**** STORED ROWS

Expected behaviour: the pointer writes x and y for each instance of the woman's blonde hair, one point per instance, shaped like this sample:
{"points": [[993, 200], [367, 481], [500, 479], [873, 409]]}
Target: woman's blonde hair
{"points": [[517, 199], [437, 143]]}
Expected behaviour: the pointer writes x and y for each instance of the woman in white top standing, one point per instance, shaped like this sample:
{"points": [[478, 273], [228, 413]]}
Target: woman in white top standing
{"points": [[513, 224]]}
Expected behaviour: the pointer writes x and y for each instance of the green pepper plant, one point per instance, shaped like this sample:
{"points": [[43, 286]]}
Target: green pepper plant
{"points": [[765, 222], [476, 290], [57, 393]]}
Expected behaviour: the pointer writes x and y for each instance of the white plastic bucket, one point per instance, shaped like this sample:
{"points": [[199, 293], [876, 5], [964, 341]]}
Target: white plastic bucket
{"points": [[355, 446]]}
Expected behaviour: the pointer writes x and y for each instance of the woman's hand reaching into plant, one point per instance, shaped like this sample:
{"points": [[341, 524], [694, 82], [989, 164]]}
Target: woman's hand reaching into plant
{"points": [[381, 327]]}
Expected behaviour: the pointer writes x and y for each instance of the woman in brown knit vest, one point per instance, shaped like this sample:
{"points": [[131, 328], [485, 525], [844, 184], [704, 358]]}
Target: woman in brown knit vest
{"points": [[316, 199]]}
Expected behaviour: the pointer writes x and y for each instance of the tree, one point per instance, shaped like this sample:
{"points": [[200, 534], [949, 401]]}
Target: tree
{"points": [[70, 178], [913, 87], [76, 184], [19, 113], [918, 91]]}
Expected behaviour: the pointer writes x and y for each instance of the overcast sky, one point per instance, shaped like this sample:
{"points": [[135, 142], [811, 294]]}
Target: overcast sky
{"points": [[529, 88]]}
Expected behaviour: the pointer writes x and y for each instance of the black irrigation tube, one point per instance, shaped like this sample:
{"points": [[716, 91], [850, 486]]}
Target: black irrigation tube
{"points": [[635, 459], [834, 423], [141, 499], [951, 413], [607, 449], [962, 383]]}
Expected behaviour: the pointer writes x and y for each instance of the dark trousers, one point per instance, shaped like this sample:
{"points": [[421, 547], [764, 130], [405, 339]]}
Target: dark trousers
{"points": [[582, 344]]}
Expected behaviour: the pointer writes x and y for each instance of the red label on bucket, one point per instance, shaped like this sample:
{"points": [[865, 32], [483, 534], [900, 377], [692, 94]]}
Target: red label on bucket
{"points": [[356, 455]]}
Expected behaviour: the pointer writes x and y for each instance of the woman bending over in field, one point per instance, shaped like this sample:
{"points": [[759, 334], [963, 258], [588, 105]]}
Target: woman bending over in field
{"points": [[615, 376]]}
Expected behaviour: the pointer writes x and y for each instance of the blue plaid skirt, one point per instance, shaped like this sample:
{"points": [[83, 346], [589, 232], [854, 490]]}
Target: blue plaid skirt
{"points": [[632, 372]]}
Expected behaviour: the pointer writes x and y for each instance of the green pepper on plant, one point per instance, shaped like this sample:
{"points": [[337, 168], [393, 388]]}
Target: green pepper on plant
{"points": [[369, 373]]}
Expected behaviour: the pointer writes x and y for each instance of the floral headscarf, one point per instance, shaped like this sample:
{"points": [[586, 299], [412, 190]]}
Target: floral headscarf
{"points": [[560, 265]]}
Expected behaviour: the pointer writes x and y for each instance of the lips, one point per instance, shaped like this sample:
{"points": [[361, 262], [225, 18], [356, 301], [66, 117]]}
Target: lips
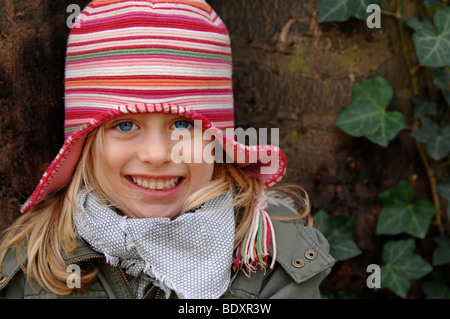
{"points": [[156, 183]]}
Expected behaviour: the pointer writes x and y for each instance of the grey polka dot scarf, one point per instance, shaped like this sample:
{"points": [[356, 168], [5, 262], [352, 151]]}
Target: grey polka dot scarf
{"points": [[190, 255]]}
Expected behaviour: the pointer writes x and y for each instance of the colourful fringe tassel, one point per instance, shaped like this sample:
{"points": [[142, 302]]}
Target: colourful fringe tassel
{"points": [[254, 249]]}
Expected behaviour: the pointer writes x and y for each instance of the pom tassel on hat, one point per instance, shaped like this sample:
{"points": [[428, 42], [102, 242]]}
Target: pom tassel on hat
{"points": [[254, 248]]}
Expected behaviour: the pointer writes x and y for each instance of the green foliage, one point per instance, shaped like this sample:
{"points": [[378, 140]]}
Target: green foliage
{"points": [[400, 214], [436, 138], [339, 231], [433, 46], [367, 116], [402, 266]]}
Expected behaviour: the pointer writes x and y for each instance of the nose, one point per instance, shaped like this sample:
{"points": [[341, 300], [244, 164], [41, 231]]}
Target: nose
{"points": [[155, 149]]}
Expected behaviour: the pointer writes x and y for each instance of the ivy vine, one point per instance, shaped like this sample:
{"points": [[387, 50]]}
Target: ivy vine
{"points": [[369, 116]]}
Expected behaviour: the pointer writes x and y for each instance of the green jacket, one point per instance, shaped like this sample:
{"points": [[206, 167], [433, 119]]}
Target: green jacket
{"points": [[303, 261]]}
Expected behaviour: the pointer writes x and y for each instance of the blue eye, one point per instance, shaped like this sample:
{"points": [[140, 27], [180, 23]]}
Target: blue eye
{"points": [[125, 126], [182, 125]]}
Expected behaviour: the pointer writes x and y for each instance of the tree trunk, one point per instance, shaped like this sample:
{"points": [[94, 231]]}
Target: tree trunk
{"points": [[290, 73]]}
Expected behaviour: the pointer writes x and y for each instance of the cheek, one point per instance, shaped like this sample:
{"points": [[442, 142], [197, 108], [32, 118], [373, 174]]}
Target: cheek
{"points": [[200, 174]]}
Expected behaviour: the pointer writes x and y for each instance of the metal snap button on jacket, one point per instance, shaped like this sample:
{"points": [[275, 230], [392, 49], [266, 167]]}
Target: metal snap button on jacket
{"points": [[311, 254], [298, 263]]}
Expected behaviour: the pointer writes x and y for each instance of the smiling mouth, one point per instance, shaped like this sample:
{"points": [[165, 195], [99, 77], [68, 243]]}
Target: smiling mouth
{"points": [[156, 184]]}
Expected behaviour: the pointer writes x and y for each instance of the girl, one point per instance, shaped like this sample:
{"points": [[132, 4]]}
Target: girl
{"points": [[127, 209]]}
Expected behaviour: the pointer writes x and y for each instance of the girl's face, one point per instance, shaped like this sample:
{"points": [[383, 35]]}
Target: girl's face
{"points": [[143, 176]]}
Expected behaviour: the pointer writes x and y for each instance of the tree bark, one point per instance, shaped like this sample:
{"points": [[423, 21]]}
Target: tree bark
{"points": [[290, 73]]}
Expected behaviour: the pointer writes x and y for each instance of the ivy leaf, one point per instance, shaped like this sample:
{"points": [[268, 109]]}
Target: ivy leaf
{"points": [[433, 48], [441, 254], [400, 214], [402, 266], [435, 287], [436, 139], [442, 80], [339, 231], [435, 290], [366, 115], [332, 10]]}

********

* OBJECTIVE *
Pictures don't belong in the copy. Transcribe every record exactly as it appears.

* COMPLETE OUTPUT *
Expected behaviour: the pointer writes x and y for each instance of the woman's blonde hair, one point per instance, shaped like this sample:
{"points": [[993, 200], [367, 481], [500, 479], [873, 409]]}
Target: woman's blonde hair
{"points": [[517, 199], [437, 143]]}
Expected behaviour: the pointer writes x and y for each instance of the woman in white top standing, one point per instance, shaped like this sample:
{"points": [[478, 273], [228, 413]]}
Target: woman in white top standing
{"points": [[513, 224]]}
Expected behaviour: the pointer writes x and y for each instance of the green pepper plant, one point per instance, shaped like this sample:
{"points": [[43, 286]]}
Target: green pepper plant
{"points": [[765, 222], [476, 290], [57, 393]]}
Expected behaviour: the pointer writes x and y for each instance of the white plastic bucket, one point per instance, shaped like this sample:
{"points": [[199, 293], [876, 5], [964, 341]]}
Target: white plastic bucket
{"points": [[355, 446]]}
Expected behaviour: the pointer writes x and y for each instance of the woman's hand reaching into plant, one point per instance, shaped like this sample:
{"points": [[341, 524], [694, 82], [989, 164]]}
Target: woman's hand reaching into plant
{"points": [[381, 327]]}
Expected behaviour: the pointer writes x and y for each instance of the woman in brown knit vest, one point per instance, shaped like this sample:
{"points": [[131, 328], [485, 525], [844, 184], [704, 358]]}
Target: woman in brown knit vest
{"points": [[316, 199]]}
Expected behaviour: the pointer writes x and y for each instance of the tree, one point per instance, shaped like this sample:
{"points": [[200, 534], [949, 401]]}
Target: tree
{"points": [[70, 178], [913, 87], [76, 184], [19, 113], [918, 91]]}
Expected behaviour: the pointer writes x and y for each instance of the overcast sky, one point per instance, shaped like this sample:
{"points": [[135, 142], [811, 294]]}
Target: overcast sky
{"points": [[529, 88]]}
Expected behaviour: the pointer writes x and y for each instance of the black irrigation tube, one point per instance, shaped like this sample:
{"points": [[716, 91], [850, 486]]}
Target: black irrigation tube
{"points": [[635, 459], [834, 423], [141, 499], [951, 413], [607, 449], [962, 383]]}
Expected behaviour: the pointer writes x and y for each instance of the dark trousers, one point per instance, shaped like this sample:
{"points": [[421, 547], [764, 130], [405, 339]]}
Target: dark trousers
{"points": [[582, 344]]}
Expected behaviour: the pointer writes x and y for each instance of the red label on bucket, one point per instance, shaped like this sample:
{"points": [[865, 32], [483, 534], [900, 377], [692, 94]]}
Target: red label on bucket
{"points": [[356, 455]]}
Expected behaviour: the pointer writes x and y for each instance of the woman bending over in field, one point per instance, shaped like this sample:
{"points": [[759, 334], [963, 258], [588, 105]]}
Target: woman bending over in field
{"points": [[615, 376]]}
Expected behaviour: the pointer writes x and y for each instance of the blue plaid skirt, one point per instance, shaped like this sample:
{"points": [[83, 346], [589, 232], [854, 490]]}
Target: blue plaid skirt
{"points": [[632, 372]]}
Expected behaviour: the pointer writes x and y for each instance of the green pepper on plant, one point per instance, shaped like this sample:
{"points": [[337, 168], [393, 388]]}
Target: green pepper on plant
{"points": [[369, 373]]}
Expected behaviour: the pointer writes x and y for each instance of the floral headscarf, one point per instance, shaped like this sample:
{"points": [[586, 299], [412, 190]]}
Target: floral headscarf
{"points": [[560, 265]]}
Expected behaviour: the pointer writes x and y for each instance of the lips, one point per instance, shaped like this sample:
{"points": [[361, 262], [225, 18], [356, 301], [66, 117]]}
Target: lips
{"points": [[156, 183]]}
Expected behaviour: the pointer writes x and y for each instance of the grey polka dot scarf, one point per instance, shaped like this sample:
{"points": [[356, 168], [5, 262], [352, 151]]}
Target: grey polka dot scarf
{"points": [[190, 255]]}
Expected behaviour: the pointer writes x and y for each instance of the colourful fringe tassel, one point per instance, shaped like this sample:
{"points": [[142, 302]]}
Target: colourful fringe tassel
{"points": [[254, 249]]}
Expected behaviour: the pointer writes x and y for each instance of the pom tassel on hat, one point per instance, shaped like this sample:
{"points": [[428, 42], [102, 242]]}
Target: pom tassel on hat
{"points": [[254, 248]]}
Expected behaviour: the pointer writes x and y for each instance of the green foliage, one point per instance, shaped like this sample:
{"points": [[378, 140]]}
Target: green foliage
{"points": [[400, 214], [436, 138], [339, 231], [433, 46], [367, 116], [402, 266]]}
Expected behaviour: the pointer writes x and y for each instance of the nose, one point per instance, shaped like this sample:
{"points": [[341, 300], [244, 164], [41, 231]]}
Target: nose
{"points": [[155, 149]]}
Expected behaviour: the pointer writes x and y for each instance of the ivy vine, one point per instance, shaped like this sample:
{"points": [[387, 50]]}
Target: ivy vine
{"points": [[369, 116]]}
Expected behaviour: the pointer writes x and y for each instance of the green jacket, one point per instance, shaped like this sample:
{"points": [[206, 167], [433, 119]]}
Target: green jacket
{"points": [[303, 261]]}
Expected behaviour: the pointer writes x and y for each instance of the blue eye, one point per instance, shaped like this sample:
{"points": [[140, 27], [180, 23]]}
Target: blue eye
{"points": [[125, 126], [182, 125]]}
Expected behaviour: the pointer writes x and y for each instance of the tree trunk, one point per instance, shaped like this sample:
{"points": [[94, 231]]}
Target: tree trunk
{"points": [[290, 73]]}
Expected behaviour: the pointer writes x and y for each instance of the cheek, one point per instance, shaped like this sample:
{"points": [[442, 142], [197, 108], [32, 118], [373, 174]]}
Target: cheek
{"points": [[200, 174]]}
Expected behaviour: the pointer writes x and y for each instance of the metal snap button on jacket, one point per instance, shaped like this sample:
{"points": [[275, 230], [392, 49], [266, 167]]}
Target: metal snap button on jacket
{"points": [[311, 254], [298, 263]]}
Expected behaviour: the pointer writes x and y for each instance of the smiling mouth, one point per instance, shaped like this sample:
{"points": [[165, 195], [99, 77], [68, 243]]}
Target: smiling mouth
{"points": [[156, 184]]}
Expected behaviour: the pointer writes x and y for each instance of the girl, one point per instance, shaped like this sample:
{"points": [[132, 4]]}
Target: girl
{"points": [[127, 209]]}
Expected behaviour: the pointer writes x and y for each instance of the girl's face, one point per instance, shaped like this sample:
{"points": [[383, 35]]}
Target: girl's face
{"points": [[143, 176]]}
Expected behaviour: the pointer writes x and y for each instance of the tree bark, one point per instance, shaped like this sample:
{"points": [[423, 21]]}
Target: tree bark
{"points": [[290, 73]]}
Expected behaviour: the pointer writes x and y for each instance of the ivy leaf, one point per instance, shaped like this sample:
{"points": [[268, 109]]}
Target: ivy leaf
{"points": [[433, 48], [441, 254], [400, 214], [402, 266], [435, 287], [436, 139], [442, 80], [339, 231], [435, 290], [366, 115], [332, 10]]}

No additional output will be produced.